* **Exercise text**
┌────────

It has been thought that the quality of the physician-patient relationship is integral to positive outcomes, but until now, data to confirm such beliefs have been hard to find. Through a landmark study, a research team from Thomas Jefferson University (Philadelphia, PA, USA) has been able to quantify a relationship between physicians' empathy and their patients' positive clinical outcomes, suggesting that a physician's empathy is an important factor associated with clinical success .
A further issue is whether the information a patient is given makes a difference to the outcome. Pollo and colleagues  conducted a study in a clinical setting to investigate the differences between the double-blind and a deceptive paradigm. Post-operative patients were treated for pain on request for three consecutive days with a basal infusion of saline solution. The symbolic meaning of the saline solution varied in three different groups of patients. The first group was given no specific information, the second was told that the infusion could be either a potent analgesic or a placebo (double-blind), and the third group was told that it contained a potent pain killer (deception). The placebo effect of the saline infusion was measured by recording the doses of buprenorphine requested over the three days of treatment. The authors found a decrease in buprenorphine intake with double-blind administration and an even greater decrease with the deceptive administration of saline. The time course of the post-operative pain was the same in the three groups over the three-day period of treatment. This demonstrates that the same analgesic effect was obtained with different doses of buprenorphine , and dose requirement depended on the information provided to patients. This study is an exemplar, in a real-world clinical setting, of the effect of positive information on the therapeutic effect of a drug.
To many clinicians and researchers, the evidence for psychological factors influencing the treatment response may seem unconvincing without knowledge of the physiological mechanisms by which these effects can manifest. Here, we review the neural circuitry in the brain for which there is currently the strongest evidence for a mediating role in placebo analgesia.
Evidence has been mounting over the past 30 years for a central role of descending pain modulatory circuits, notably the endogenous opioid system, in mediating placebo analgesic responses. The endogenous descending pain modulatory circuit consists of the midbrain peri-aqueductal grey (PAG), the rostral ventral medulla (RVM), and the spinal cord . The PAG integrates input from the limbic forebrain (including the amygdala and pregenual cingulate cortex) and the diencephalon with ascending input from the dorsal horn . Early studies described the PAG-RVM system as a descending inhibitory control that plays a role in endogenous analgesia or in creating sufficient spinal gain for pain sensory signal detection. It is now clear that the descending control is bi-directional and includes facilitatory mechanisms . The final output of this system is determined by the dynamic balance between inhibition and facilitation which can be altered in different behavioral, emotional, and pathological states. Two of the candidate neuromodulatory systems are the endogenous opioid and serotonin (5-hydroxytryptamine, or 5-HT) systems.
Until now, much of the evidence for the role of endogenous opioids and 5-HT in the modulation of pain processing has arisen mainly from animal experiments. These studies suggest that the serotonergic system works together with the opioid system to mediate a nociceptive gateway within the central nervous system via a descending network of serotonergic spinal-raphe projections [33,34]. The actions of pain transmission are further mediated via serotonergic projections to the spinal dorsal horn from brain regions such as the pregenual cingulate cortex, thalamus, hypothalamus, PAG, RVM, and raphe magnus [33,35,36].

└────────

* **Data records**

┌────────

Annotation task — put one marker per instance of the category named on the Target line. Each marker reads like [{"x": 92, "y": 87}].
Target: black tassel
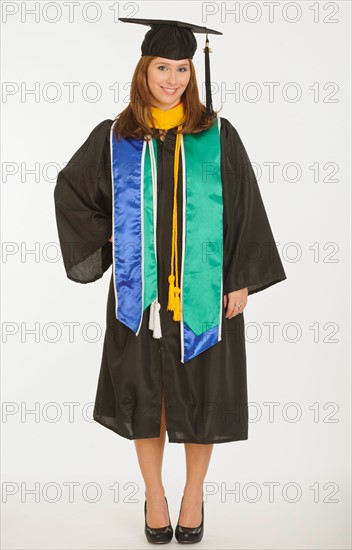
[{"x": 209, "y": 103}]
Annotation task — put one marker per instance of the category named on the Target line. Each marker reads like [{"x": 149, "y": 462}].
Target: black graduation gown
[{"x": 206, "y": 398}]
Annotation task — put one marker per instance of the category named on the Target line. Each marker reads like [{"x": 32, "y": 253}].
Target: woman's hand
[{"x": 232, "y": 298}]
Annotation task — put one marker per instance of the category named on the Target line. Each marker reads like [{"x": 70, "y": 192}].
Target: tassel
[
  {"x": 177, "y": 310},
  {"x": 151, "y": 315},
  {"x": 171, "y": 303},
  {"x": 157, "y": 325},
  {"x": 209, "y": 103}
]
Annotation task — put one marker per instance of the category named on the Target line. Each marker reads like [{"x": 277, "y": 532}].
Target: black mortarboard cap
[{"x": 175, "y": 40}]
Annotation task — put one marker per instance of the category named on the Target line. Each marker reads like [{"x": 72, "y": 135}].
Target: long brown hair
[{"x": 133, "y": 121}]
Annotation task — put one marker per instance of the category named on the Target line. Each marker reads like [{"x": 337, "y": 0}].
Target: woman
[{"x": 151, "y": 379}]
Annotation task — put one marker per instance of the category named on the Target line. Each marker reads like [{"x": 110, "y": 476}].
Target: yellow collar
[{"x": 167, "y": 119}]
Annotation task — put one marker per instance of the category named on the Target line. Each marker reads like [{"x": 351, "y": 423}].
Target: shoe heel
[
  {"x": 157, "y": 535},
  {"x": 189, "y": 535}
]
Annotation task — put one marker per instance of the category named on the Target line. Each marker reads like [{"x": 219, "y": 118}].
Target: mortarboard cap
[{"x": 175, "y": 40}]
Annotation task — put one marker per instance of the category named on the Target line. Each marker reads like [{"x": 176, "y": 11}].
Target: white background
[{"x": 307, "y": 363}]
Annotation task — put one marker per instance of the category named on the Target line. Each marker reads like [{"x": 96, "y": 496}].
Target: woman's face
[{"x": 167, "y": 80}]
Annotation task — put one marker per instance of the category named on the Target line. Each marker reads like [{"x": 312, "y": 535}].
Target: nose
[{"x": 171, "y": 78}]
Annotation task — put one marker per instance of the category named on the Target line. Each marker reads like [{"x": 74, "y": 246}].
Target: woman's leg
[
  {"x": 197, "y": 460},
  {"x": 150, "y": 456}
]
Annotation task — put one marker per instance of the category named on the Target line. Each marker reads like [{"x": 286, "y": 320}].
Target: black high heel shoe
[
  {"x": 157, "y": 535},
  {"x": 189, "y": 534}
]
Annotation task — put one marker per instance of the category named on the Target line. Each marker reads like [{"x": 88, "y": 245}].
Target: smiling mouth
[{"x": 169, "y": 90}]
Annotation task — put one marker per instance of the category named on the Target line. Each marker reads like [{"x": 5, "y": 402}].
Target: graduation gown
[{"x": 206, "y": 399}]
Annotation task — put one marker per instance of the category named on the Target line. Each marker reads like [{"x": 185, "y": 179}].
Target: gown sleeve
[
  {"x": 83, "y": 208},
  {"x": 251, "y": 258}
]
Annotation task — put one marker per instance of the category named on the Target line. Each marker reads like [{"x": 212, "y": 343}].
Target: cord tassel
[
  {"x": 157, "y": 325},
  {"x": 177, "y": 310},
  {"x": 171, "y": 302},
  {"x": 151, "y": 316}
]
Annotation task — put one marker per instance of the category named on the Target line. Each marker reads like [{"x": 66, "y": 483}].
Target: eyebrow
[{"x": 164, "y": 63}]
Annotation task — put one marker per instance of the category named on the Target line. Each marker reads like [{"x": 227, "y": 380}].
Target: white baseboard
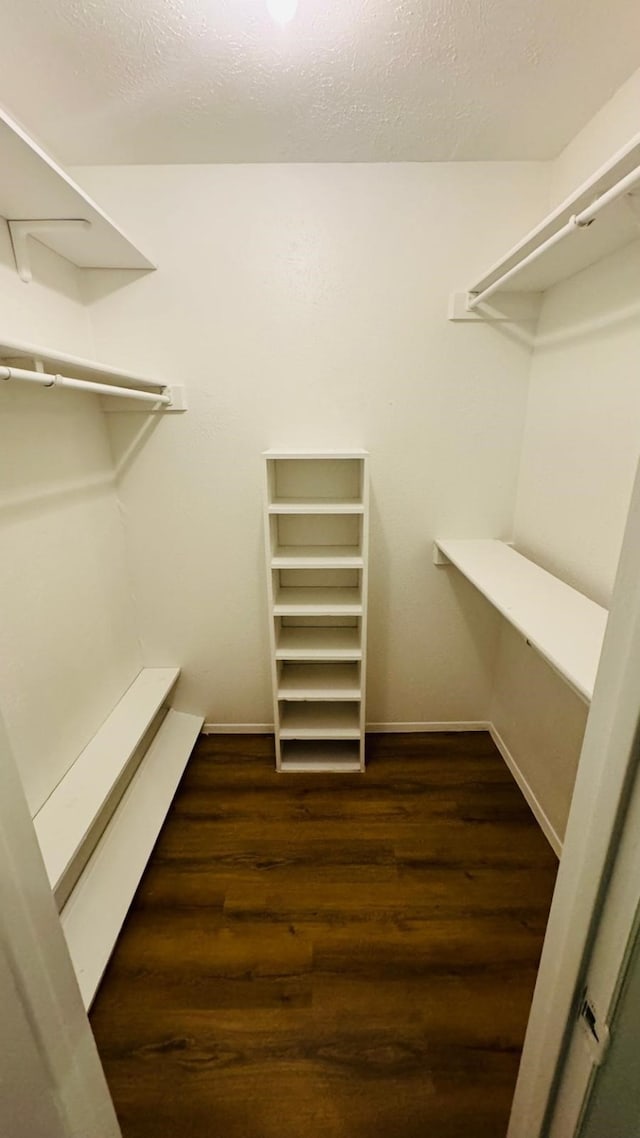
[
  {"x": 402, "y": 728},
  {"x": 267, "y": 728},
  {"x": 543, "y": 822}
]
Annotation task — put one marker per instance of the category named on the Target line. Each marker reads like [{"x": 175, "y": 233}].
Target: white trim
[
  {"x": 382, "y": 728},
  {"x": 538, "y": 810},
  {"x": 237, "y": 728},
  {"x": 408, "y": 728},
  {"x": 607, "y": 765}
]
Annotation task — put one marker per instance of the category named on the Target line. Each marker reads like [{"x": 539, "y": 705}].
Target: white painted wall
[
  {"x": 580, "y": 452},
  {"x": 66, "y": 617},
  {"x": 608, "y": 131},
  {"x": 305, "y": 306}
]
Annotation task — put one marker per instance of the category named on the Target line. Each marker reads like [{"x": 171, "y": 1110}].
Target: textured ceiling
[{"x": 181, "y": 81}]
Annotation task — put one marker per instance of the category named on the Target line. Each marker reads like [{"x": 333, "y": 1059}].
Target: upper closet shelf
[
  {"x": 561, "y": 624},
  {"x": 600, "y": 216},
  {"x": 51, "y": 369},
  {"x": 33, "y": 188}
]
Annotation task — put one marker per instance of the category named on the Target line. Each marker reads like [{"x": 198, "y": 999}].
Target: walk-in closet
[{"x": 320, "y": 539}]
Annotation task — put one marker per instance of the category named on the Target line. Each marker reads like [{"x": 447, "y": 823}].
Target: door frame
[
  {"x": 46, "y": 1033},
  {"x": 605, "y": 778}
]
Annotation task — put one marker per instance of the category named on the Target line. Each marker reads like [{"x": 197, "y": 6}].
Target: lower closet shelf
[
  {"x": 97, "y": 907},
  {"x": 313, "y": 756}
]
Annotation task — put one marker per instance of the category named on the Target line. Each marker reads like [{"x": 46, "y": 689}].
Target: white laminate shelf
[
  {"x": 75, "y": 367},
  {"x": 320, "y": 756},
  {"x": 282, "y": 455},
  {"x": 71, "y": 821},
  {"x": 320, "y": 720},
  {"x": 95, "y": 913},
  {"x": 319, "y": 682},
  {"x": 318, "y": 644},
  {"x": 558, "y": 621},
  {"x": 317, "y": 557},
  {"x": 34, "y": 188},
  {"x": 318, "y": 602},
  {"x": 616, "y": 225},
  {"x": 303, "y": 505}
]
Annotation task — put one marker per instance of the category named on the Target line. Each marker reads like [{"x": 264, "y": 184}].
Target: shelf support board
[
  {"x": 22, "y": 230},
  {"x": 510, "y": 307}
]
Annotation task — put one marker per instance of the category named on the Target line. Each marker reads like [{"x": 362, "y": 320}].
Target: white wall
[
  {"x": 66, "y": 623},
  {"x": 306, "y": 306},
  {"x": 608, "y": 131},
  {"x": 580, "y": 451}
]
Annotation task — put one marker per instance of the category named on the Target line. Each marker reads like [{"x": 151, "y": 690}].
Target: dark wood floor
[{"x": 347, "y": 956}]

└────────

* **What to produce**
From the placebo analgesia text, list every brain region it names as sending serotonergic projections to the spinal dorsal horn.

* **Worked solution**
- Pregenual cingulate cortex
- Thalamus
- Hypothalamus
- Peri-aqueductal grey (PAG)
- Rostral ventral medulla (RVM)
- Raphe magnus